**EXERCISE INSTRUCTIONS**
A – According to the Quirks & Quarks episode listing, how many hours of audio recordings of wild dolphins did Emma Chereskin analyze?
B – In the Quirks & Quarks episode listing, rewrite the paragraph beginning "Ecotourists who visit the Exuma Islands" as a short bulleted list that keeps its main facts.

**SOURCE TEXT**
>>>

April 23: Shallow water on Europa, tourists making iguanas diabetic, dolphin social netorking and more…
Working out how dinosaurs walked and what to do to save the world’s coral reefs.
On this week's episode of Quirks & Quarks with Bob McDonald:
Ridges on the surface of an icy Jupiter moon could mean water – and life
Jupiter's moon Europa has long fascinated planetary scientists because they believe under its 30km thick icy shell there is a huge ocean of water, and water could mean life. Now they think that icy ridges spotted on the moon could mean that water is much closer to the surface than we thought. And this means it might be easier for future missions to Europa to investigate it. Bob speaks with lead study author Riley Culberg about the work, recently published in the journal Nature Communications.
Ecotourists could be giving rare tropical iguanas diabetes
Ecotourists who visit the Exuma Islands of the Bahamas are encouraged to feed grapes to the rock iguanas who live there. This human-wildlife interaction may seem harmless, but it seems to be having a negative impact on the health of the endangered lizards. Susannah French, a professor of biology from Utah State University, found that the iguanas have alarmingly elevated blood sugar levels. Her research was published in the Journal of Experimental Biology.
Dolphins whistle at each other to keep in touch with distant friends
Dolphins are intelligent and extremely social animals, who, like humans, seem to have both close bonds with family and friends, and an extended social network of friends and acquaintances. After listening to 132 hours of audio recordings captured of a group of wild dolphins in Australia, marine biologist Emma Chereskin found that the dolphins would keep in touch with their acquaintances by whistling their distinctive signature whistles in their direction. The research was published in the journal Current Biology.
Walking in the footsteps of the biggest dinosaurs
Sauropods were the biggest land animals of all time. But how did these behemoths, which weighed as much as 70 tons, walk? Did they amble along like elephants, carefully lifting one foot at a time? Or like giraffes, alternately moving their two left legs and then their two right legs? According to a new study, the answer seems to be: none of the above. Paleontologist Peter Falkingham and colleague Jens Lallensack of Liverpool John Moores University worked out the gait of these giant animals from fossil trackways. Their findings were published in the journal Current Biology.
VIDEO - Computer simulation of walking sauropod
Humans have ravaged the world's coral reefs, but some are working to fix them
Pollution, overfishing and climate change have devastated the world's coral reefs, which are some of the ocean's most productive and diverse ecosystems. In a new book, ocean scientist Juli Berwald catalogues the damage done, but also the huge range of efforts people around the world are making to protect and restore these critical systems. Bob talks to Berwald about her book, Life on the Rocks: Building a Future for Coral Reefs.

<<<

**EXTRACTED INFORMATION**
>>>

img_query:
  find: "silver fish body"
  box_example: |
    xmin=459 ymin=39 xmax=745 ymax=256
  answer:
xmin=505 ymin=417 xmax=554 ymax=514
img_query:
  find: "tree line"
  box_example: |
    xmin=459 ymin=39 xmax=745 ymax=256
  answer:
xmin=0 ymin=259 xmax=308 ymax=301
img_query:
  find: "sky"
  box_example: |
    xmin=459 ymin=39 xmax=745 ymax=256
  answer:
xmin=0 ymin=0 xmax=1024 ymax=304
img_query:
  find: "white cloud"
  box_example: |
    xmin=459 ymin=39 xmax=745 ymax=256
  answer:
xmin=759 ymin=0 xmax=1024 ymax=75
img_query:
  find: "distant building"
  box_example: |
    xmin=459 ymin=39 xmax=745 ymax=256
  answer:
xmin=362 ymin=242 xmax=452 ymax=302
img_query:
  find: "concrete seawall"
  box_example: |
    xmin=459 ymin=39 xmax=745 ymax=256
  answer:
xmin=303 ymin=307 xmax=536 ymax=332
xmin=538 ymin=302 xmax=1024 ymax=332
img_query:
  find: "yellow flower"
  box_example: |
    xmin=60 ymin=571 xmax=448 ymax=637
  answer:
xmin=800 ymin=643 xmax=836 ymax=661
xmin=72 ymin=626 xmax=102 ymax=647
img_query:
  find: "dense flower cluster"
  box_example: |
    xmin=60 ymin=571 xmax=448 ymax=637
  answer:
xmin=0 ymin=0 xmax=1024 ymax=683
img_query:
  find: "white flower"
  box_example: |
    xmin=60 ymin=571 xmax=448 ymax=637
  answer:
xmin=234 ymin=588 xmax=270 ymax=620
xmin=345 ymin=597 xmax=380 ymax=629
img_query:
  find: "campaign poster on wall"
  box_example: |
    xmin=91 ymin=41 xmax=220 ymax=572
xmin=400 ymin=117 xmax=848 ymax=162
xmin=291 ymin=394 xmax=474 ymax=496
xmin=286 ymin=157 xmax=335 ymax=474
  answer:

<<<

**RESPONSE LIST**
A – 132 hours

B –
- Ecotourists visiting the Exuma Islands of the Bahamas are encouraged to feed grapes to the rock iguanas there.
- This seemingly harmless interaction appears to be harming the health of the endangered lizards.
- Susannah French, a biology professor at Utah State University, found that the iguanas have alarmingly elevated blood sugar levels.
- The research was published in the Journal of Experimental Biology.